- **EXERCISE**
Copy all of the following data line for line, without changing anything.

- **DATA FOR PROCESSING**
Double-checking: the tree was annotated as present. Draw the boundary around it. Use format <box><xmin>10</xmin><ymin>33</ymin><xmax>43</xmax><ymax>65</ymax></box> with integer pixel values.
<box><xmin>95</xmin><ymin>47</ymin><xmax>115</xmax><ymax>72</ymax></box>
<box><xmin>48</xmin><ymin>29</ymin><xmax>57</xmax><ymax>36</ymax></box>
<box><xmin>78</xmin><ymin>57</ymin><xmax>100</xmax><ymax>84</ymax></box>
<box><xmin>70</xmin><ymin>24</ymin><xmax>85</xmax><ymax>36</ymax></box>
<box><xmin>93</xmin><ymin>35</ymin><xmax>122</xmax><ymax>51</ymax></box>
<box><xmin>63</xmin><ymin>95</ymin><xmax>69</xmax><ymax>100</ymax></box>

- **EXERCISE OUTPUT**
Double-checking: the tree was annotated as present. Draw the boundary around it. Use format <box><xmin>10</xmin><ymin>33</ymin><xmax>43</xmax><ymax>65</ymax></box> with integer pixel values.
<box><xmin>95</xmin><ymin>47</ymin><xmax>115</xmax><ymax>72</ymax></box>
<box><xmin>48</xmin><ymin>29</ymin><xmax>57</xmax><ymax>36</ymax></box>
<box><xmin>78</xmin><ymin>57</ymin><xmax>100</xmax><ymax>84</ymax></box>
<box><xmin>70</xmin><ymin>24</ymin><xmax>85</xmax><ymax>36</ymax></box>
<box><xmin>93</xmin><ymin>35</ymin><xmax>122</xmax><ymax>51</ymax></box>
<box><xmin>63</xmin><ymin>95</ymin><xmax>69</xmax><ymax>100</ymax></box>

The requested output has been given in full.